Extracted records:
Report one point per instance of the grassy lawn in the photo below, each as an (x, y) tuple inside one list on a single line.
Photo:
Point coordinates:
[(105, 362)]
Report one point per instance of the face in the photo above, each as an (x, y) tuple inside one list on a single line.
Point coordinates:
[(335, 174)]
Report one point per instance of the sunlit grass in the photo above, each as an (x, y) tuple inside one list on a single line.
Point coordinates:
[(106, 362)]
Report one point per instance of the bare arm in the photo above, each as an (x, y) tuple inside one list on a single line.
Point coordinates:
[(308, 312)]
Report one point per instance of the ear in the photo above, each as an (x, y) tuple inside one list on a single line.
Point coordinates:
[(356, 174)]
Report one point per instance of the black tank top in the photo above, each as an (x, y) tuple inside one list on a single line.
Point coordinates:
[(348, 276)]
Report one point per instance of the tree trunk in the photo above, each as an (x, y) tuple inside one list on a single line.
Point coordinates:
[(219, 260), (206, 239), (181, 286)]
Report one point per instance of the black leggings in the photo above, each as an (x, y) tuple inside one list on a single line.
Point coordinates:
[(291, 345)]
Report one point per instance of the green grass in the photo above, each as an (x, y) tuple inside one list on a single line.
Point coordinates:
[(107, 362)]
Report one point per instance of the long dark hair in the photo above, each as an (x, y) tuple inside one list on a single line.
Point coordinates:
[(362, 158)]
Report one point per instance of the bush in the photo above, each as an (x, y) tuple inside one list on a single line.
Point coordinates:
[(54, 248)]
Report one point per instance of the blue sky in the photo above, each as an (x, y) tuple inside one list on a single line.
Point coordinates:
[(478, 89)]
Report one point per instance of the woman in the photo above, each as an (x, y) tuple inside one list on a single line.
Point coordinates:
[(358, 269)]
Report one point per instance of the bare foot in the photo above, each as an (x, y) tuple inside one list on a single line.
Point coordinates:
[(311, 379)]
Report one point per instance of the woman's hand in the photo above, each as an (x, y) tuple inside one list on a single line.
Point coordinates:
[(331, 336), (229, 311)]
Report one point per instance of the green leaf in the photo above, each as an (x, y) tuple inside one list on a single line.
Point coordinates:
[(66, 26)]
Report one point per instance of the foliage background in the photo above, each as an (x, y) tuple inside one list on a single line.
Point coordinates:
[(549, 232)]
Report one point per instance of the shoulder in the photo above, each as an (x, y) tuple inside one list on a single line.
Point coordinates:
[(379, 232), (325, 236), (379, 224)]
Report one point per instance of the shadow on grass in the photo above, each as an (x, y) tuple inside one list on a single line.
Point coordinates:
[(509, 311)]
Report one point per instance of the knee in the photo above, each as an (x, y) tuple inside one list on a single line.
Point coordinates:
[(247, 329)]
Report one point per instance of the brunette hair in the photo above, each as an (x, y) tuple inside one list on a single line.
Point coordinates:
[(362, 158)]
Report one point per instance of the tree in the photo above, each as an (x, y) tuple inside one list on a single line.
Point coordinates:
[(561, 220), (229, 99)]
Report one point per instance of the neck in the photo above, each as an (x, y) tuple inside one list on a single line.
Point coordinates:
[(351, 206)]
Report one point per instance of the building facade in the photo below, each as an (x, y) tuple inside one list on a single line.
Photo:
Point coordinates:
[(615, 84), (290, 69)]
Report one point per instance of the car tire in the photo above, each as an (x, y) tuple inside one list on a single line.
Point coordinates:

#### Assignment:
A reply should hold exactly the lines from the one containing "Report one point per instance of the shadow" through the end of the data above, nothing more.

#### Output for this exercise:
Report one point per instance of the shadow on grass in the photo above, each as an (x, y) tuple inside one list on a single line.
Point coordinates:
[(509, 311)]
Report one point per instance of the knee in the photo above, each as an (x, y) tuple inside one list on a single line.
Point coordinates:
[(247, 329)]
Report one point per instance of the brunette hair in the photo above, each as an (x, y) tuple inside one list on a single line.
Point coordinates:
[(362, 158)]
Report one point per instance of the tree in the photo above, each as an (x, y) tuple inside one list on a single line.
Point coordinates:
[(561, 220), (229, 99)]
Report one point per instance of the neck in the photo above, each as an (x, y) tuple inside one list on a single line.
Point coordinates:
[(351, 206)]
Report one point per instance of the building facade in the photo below, each as an (x, y) tuple inside one list on a single line.
Photo:
Point coordinates:
[(615, 84), (290, 69)]
Report one point per instance of the car tire in the photo above, each as an (x, y) tuple inside one list on a single line.
Point coordinates:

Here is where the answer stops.